What the task requires: Can you rewrite all of the data below with "position given as" replaced by "location given as" everywhere and nothing else changed? Leave the pictures out of your answer.

───── Data entries

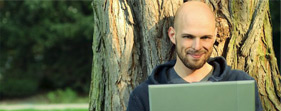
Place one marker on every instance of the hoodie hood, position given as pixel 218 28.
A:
pixel 220 73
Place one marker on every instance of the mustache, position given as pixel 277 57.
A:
pixel 191 51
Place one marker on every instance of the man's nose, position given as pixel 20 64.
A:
pixel 196 44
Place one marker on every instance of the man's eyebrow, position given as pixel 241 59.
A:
pixel 195 36
pixel 187 35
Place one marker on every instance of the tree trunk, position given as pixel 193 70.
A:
pixel 130 39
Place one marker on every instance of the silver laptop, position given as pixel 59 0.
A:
pixel 204 96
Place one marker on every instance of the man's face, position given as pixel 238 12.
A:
pixel 194 39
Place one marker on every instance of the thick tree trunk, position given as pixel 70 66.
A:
pixel 130 39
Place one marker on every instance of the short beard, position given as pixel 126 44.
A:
pixel 188 63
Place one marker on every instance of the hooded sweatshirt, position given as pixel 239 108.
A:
pixel 139 100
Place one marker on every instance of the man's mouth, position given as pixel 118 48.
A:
pixel 196 56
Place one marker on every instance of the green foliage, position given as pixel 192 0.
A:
pixel 62 96
pixel 45 44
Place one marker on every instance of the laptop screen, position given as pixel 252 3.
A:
pixel 203 96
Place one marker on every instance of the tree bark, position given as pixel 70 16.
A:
pixel 130 39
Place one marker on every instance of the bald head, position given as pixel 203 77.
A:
pixel 194 12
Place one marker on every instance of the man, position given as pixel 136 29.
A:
pixel 193 34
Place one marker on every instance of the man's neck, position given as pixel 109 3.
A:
pixel 192 75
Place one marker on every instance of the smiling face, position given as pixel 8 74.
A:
pixel 194 35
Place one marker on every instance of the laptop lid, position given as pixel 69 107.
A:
pixel 203 96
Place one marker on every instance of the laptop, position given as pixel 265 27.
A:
pixel 203 96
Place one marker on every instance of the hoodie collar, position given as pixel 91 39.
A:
pixel 220 72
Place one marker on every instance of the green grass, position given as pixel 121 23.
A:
pixel 47 110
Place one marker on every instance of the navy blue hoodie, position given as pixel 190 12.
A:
pixel 222 72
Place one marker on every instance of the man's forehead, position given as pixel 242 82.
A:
pixel 194 12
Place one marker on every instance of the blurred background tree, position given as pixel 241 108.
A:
pixel 45 45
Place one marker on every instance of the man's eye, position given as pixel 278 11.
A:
pixel 205 37
pixel 189 37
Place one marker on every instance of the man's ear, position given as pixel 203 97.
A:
pixel 172 34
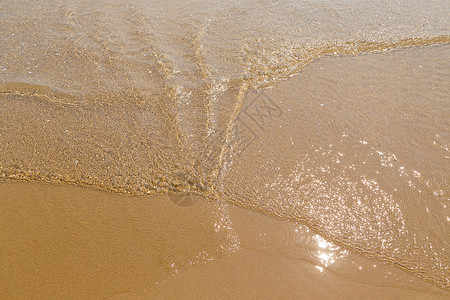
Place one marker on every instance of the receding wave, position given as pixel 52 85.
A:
pixel 150 98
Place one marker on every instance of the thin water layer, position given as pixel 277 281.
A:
pixel 153 98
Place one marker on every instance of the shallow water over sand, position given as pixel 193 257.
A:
pixel 156 98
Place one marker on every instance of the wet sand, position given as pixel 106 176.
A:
pixel 61 241
pixel 355 147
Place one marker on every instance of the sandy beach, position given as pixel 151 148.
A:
pixel 61 241
pixel 241 150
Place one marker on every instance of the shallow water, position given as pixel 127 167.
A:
pixel 155 98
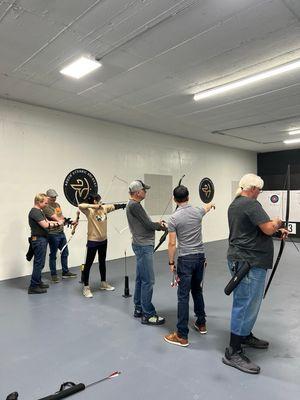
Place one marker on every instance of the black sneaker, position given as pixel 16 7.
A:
pixel 240 361
pixel 36 290
pixel 43 285
pixel 137 313
pixel 252 341
pixel 67 275
pixel 154 320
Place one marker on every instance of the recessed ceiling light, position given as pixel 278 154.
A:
pixel 294 132
pixel 291 141
pixel 248 80
pixel 80 67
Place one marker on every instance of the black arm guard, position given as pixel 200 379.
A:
pixel 237 277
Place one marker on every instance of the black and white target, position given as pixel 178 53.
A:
pixel 206 190
pixel 78 184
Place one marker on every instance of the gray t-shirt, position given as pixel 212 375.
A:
pixel 140 224
pixel 49 210
pixel 34 217
pixel 247 242
pixel 187 223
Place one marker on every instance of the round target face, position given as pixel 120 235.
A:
pixel 206 190
pixel 78 184
pixel 274 198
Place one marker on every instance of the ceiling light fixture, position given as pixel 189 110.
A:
pixel 248 80
pixel 294 132
pixel 291 141
pixel 80 67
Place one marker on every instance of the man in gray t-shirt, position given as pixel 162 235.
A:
pixel 185 225
pixel 250 243
pixel 143 234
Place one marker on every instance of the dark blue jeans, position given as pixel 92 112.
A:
pixel 190 270
pixel 247 298
pixel 144 280
pixel 39 245
pixel 57 241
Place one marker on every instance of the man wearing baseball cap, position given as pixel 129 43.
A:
pixel 143 230
pixel 57 238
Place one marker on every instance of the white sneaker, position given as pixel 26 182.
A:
pixel 87 291
pixel 106 286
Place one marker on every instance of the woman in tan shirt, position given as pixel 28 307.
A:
pixel 96 214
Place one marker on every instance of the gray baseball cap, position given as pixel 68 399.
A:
pixel 137 185
pixel 51 193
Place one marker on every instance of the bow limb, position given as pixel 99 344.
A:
pixel 287 216
pixel 165 234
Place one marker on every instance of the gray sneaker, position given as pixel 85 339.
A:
pixel 252 341
pixel 240 361
pixel 54 279
pixel 67 275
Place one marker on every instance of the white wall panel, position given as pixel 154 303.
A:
pixel 39 147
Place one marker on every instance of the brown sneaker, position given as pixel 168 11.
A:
pixel 173 338
pixel 201 328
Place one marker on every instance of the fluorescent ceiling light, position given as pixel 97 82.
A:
pixel 295 132
pixel 291 141
pixel 80 67
pixel 247 81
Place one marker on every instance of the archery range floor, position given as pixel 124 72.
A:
pixel 61 336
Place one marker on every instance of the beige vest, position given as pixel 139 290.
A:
pixel 97 220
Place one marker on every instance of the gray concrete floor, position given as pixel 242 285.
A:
pixel 62 336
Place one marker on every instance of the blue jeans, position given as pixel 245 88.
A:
pixel 144 280
pixel 190 270
pixel 57 241
pixel 39 245
pixel 247 298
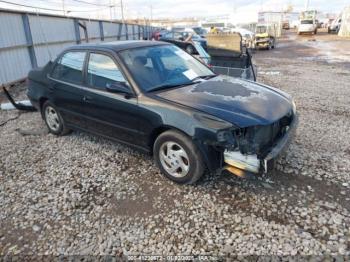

──────────

Task answer:
Place one marker on every instance of the hoodie hood, location given as pixel 218 28.
A:
pixel 220 73
Place one marker on every instance of the mustache, location given as pixel 277 57.
A:
pixel 191 51
Place one marker on every instance of the man's nose, location given as pixel 20 64.
A:
pixel 196 44
Place one marker on every instance of the man's eyebrow, location given as pixel 241 59.
A:
pixel 195 36
pixel 187 35
Place one marker on every instance of the tree trunk, location given as pixel 193 70.
A:
pixel 130 39
Place one marker on every instance of the silver laptop, location given as pixel 59 0.
A:
pixel 204 96
Place one marker on every instance of the man's face, location given as pixel 238 12.
A:
pixel 194 39
Place one marker on every instance of the thick tree trunk, location given as pixel 70 66.
A:
pixel 130 39
Place one marker on every instance of the short beard, location given as pixel 126 44.
A:
pixel 188 63
Place one marker on every instance of the hooded sweatshirt, location given as pixel 239 108.
A:
pixel 139 100
Place one marker on every instance of the man's mouth, location given as pixel 118 48.
A:
pixel 196 56
Place one marker on every instance of the green foliage, location given as pixel 192 0.
A:
pixel 62 96
pixel 45 44
Place one marker on every instance of the laptop screen, location given as pixel 252 3.
A:
pixel 203 96
Place one marker on every instance of the tree bark, location given as pixel 70 16.
A:
pixel 130 39
Place one marker on every instance of the bald head, location given as pixel 203 77.
A:
pixel 194 12
Place one marker on every instance of the man, location given as pixel 136 29.
A:
pixel 193 34
Place one marker on every instance of the man's neck, location given as pixel 109 3.
A:
pixel 192 75
Place one marker on every instance of the smiling face, location given as pixel 8 74.
A:
pixel 194 35
Place one marker on every instance of the laptop lid, location given as pixel 69 107.
A:
pixel 203 96
Place one marker on every instance of the laptop, location given as pixel 265 27.
A:
pixel 203 96
Place one marker on every instance of the hoodie collar, location given as pixel 91 39.
A:
pixel 220 72
Place one marker on every instance of the green grass, location given as pixel 121 23.
A:
pixel 47 110
Place one marker on every instance of the navy blue hoodie, location given as pixel 190 12.
A:
pixel 222 72
Place one marker on every instance of the man's forehead, location given as pixel 242 82.
A:
pixel 194 12
Place one marker on every instance of the blurred background tree, location given as pixel 241 108.
A:
pixel 45 45
Place one marker on every instance of the man's eye, location given as pixel 278 11.
A:
pixel 205 37
pixel 189 37
Place one marker on every instance of the man's ear, location given as pixel 203 97.
A:
pixel 172 34
Place one marker on every instance of the receding wave, location given as pixel 52 85.
A:
pixel 150 98
Place one marker on every instance of the thin water layer, location given as pixel 277 281.
A:
pixel 153 98
Place one marker on every instance of the shallow water over sand, location given as pixel 193 257.
A:
pixel 156 98
Place one marker on every instance of the wet sand, location given as pixel 106 176.
A:
pixel 61 241
pixel 355 147
Place one marker on every instance of the sandy beach, location given as pixel 151 148.
A:
pixel 61 241
pixel 241 150
Place one marker on every instance of the shallow water, location given as pixel 127 167.
A:
pixel 155 98
Place one marker on every instance of the black sneaker, location given as pixel 16 7.
A:
pixel 240 361
pixel 36 290
pixel 43 285
pixel 137 313
pixel 252 341
pixel 67 275
pixel 154 320
Place one marker on every instance of the recessed ceiling light, location given as pixel 278 154.
A:
pixel 294 132
pixel 291 141
pixel 248 80
pixel 80 67
Place one marker on every instance of the black arm guard, location given as pixel 200 379.
A:
pixel 237 277
Place one marker on every instance of the black and white target, location given as pixel 178 53.
A:
pixel 206 190
pixel 78 184
Place one marker on every instance of the gray t-shirt, location given as pixel 212 375.
A:
pixel 140 224
pixel 49 210
pixel 34 217
pixel 247 242
pixel 187 223
Place one marker on every instance of the round target face, location given as pixel 120 235.
A:
pixel 206 190
pixel 78 184
pixel 274 198
Place one marker on every instance of the ceiling light fixture, location given as pixel 189 110.
A:
pixel 248 80
pixel 294 132
pixel 291 141
pixel 80 67
Place one marker on every instance of the man in gray t-shirt, location given as pixel 162 235.
A:
pixel 185 225
pixel 250 243
pixel 143 234
Place one marker on every instance of the dark blue jeans, location given as pixel 92 112.
A:
pixel 190 270
pixel 247 298
pixel 144 280
pixel 39 245
pixel 57 241
Place one marker on every instance of the man wearing baseball cap, location given as pixel 129 43.
A:
pixel 143 230
pixel 57 238
Place one marker on every instance of the white sneaker, location given as pixel 26 182.
A:
pixel 87 291
pixel 106 286
Place one marker on every instance of the woman in tan shirt, location given as pixel 28 307.
A:
pixel 96 214
Place one marker on every instance of the gray baseball cap, location given as pixel 68 399.
A:
pixel 137 185
pixel 51 193
Place one marker on every instance of the bow limb, location given as pixel 99 344.
A:
pixel 287 216
pixel 165 234
Place one marker on every instance of the gray sneaker, location given as pixel 85 339.
A:
pixel 252 341
pixel 240 361
pixel 54 279
pixel 67 275
Place one marker on every instance of the white wall panel, location given as pixel 154 303.
A:
pixel 39 147
Place one marker on every instance of the brown sneaker, location given as pixel 168 11.
A:
pixel 173 338
pixel 201 328
Place one marker on every instance of the fluorescent ceiling light, location given as pixel 97 82.
A:
pixel 295 132
pixel 291 141
pixel 80 67
pixel 247 81
Place one marker on every instance of the archery range floor, location given as pixel 124 72.
A:
pixel 61 336
Place one marker on every instance of the beige vest, location given as pixel 139 290.
A:
pixel 97 220
Place one marker on every instance of the gray concrete floor, location given as pixel 242 285.
A:
pixel 62 336
Place one marker on every instance of the blue jeans, location given as pixel 245 88.
A:
pixel 144 280
pixel 190 270
pixel 57 241
pixel 39 245
pixel 247 298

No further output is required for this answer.